(Natural-language object grounding data)
= = = =

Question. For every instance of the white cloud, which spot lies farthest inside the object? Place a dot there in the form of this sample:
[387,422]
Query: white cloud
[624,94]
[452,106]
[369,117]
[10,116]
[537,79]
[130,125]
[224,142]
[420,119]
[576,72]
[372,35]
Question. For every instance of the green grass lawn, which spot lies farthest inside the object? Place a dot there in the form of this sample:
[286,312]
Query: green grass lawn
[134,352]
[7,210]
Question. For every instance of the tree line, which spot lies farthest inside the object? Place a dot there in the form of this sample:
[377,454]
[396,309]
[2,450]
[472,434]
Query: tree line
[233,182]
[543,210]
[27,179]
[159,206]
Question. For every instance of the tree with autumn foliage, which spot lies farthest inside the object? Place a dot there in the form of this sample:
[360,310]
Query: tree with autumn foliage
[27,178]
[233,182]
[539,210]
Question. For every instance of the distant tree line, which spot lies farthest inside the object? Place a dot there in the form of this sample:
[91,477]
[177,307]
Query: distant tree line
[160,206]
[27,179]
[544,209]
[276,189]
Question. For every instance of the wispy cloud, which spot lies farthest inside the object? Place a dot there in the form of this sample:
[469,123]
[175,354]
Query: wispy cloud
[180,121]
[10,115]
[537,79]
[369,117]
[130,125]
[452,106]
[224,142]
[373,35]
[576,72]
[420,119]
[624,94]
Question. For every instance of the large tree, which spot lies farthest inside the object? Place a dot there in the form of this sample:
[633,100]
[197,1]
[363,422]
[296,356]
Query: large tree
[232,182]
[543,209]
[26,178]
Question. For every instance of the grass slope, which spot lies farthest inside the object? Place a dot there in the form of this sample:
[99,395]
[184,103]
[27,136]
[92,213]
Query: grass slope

= = = =

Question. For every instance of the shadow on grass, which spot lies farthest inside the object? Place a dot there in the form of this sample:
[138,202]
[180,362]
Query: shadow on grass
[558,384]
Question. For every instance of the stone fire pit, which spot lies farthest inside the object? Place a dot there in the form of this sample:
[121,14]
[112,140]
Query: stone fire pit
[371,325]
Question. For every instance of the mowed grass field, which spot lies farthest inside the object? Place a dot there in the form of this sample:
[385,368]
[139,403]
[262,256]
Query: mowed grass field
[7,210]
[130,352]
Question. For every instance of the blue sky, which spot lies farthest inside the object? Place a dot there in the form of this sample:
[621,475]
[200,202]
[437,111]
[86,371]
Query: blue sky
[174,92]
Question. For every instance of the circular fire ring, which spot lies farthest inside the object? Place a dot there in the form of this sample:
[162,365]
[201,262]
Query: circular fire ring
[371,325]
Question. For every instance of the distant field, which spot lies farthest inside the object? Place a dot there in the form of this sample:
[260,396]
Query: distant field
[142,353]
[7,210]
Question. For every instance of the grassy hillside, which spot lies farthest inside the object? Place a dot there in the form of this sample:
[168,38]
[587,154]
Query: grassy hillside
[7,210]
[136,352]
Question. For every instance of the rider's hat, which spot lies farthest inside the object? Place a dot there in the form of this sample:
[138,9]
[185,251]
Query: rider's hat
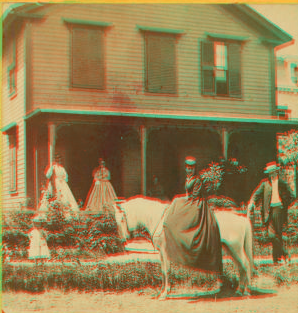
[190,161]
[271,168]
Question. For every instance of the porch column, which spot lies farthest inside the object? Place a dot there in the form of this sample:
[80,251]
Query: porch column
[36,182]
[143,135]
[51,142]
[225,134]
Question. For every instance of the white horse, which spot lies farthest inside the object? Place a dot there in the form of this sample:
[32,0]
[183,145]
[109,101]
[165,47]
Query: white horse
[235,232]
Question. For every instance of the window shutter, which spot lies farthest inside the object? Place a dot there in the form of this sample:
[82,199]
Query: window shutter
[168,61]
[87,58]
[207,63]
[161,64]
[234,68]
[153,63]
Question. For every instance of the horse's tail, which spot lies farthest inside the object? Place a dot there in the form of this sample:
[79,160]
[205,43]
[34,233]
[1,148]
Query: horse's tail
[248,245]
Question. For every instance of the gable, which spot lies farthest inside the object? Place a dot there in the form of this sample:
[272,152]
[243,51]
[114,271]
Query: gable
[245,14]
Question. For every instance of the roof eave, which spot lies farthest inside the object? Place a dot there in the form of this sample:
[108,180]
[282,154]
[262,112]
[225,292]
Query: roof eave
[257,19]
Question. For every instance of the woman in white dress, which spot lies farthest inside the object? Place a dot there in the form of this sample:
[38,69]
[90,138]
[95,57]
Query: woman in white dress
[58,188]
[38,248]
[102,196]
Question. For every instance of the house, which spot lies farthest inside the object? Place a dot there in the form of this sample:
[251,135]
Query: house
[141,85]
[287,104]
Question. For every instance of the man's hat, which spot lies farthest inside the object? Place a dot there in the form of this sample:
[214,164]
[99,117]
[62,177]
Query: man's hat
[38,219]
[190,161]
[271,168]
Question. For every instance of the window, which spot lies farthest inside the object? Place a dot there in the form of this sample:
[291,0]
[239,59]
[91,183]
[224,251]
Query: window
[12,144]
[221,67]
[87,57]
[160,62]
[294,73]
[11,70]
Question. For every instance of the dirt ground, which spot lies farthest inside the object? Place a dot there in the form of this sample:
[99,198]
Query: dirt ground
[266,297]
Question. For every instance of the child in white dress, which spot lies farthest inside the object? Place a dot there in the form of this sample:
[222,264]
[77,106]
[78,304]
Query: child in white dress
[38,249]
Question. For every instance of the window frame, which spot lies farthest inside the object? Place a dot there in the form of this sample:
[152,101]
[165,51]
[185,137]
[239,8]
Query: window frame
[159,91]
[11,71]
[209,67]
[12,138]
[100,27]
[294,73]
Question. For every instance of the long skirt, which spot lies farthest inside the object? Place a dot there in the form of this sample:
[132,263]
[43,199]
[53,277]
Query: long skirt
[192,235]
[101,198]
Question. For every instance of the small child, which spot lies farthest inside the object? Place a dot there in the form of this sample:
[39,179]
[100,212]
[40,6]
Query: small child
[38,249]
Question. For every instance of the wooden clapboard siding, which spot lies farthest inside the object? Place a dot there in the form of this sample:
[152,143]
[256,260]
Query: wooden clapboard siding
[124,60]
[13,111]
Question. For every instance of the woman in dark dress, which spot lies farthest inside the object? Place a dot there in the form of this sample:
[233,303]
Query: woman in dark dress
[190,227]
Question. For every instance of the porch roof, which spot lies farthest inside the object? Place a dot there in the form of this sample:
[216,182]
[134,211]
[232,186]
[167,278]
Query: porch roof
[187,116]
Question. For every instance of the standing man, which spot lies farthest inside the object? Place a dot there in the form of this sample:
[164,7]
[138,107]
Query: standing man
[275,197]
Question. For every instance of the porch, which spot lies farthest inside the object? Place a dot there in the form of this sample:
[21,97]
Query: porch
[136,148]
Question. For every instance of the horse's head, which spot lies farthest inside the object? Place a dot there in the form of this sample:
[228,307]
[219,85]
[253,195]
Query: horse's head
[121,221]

= = = =

→ **Task requirements**
Each line above with the word "slope" needs to be copied.

→ **Solution for this exercise**
Question. For every instance of the grass slope, which spot lies farthest inside the object? Place a dot there in the form of this sample:
Query: grass slope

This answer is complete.